## The task
Pull out every line of the listing below that contains the word "dining", matching its capitalization exactly.

## Extracted entries
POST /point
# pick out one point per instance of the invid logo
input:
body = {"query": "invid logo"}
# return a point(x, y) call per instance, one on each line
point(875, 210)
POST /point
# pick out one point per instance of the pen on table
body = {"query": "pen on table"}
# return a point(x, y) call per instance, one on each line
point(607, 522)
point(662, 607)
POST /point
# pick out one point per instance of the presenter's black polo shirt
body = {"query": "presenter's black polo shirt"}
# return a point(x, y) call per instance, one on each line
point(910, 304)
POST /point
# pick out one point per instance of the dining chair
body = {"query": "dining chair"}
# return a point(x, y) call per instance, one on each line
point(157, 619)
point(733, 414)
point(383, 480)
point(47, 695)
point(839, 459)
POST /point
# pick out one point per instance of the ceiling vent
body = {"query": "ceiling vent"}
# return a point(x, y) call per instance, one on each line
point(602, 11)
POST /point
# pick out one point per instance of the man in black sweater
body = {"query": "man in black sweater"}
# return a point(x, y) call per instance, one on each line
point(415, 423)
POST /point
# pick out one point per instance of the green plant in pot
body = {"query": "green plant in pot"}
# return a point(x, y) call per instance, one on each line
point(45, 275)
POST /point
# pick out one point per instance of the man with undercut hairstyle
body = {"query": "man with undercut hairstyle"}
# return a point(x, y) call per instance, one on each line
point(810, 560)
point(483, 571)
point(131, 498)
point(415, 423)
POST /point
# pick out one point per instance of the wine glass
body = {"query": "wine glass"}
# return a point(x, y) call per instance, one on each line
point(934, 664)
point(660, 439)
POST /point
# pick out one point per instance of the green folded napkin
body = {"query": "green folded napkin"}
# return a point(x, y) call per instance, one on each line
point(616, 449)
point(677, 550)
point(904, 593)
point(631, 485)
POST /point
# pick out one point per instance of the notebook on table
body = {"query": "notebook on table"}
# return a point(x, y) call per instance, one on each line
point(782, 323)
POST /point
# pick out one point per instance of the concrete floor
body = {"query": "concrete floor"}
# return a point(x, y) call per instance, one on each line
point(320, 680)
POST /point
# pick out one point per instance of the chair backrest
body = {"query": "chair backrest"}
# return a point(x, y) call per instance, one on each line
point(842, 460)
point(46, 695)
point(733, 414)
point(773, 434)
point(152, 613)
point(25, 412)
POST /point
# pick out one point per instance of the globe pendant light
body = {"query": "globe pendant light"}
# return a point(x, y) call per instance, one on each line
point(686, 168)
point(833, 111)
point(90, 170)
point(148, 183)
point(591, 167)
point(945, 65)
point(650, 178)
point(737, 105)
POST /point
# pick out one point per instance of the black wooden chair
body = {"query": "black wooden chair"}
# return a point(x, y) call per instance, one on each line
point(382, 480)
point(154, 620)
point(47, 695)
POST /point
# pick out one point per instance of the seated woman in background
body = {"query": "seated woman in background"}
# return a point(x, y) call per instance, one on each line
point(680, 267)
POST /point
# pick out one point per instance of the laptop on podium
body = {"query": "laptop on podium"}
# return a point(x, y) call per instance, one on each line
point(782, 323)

## Response
# pick out one point per instance of the dining chair
body = {"query": "dining chair"}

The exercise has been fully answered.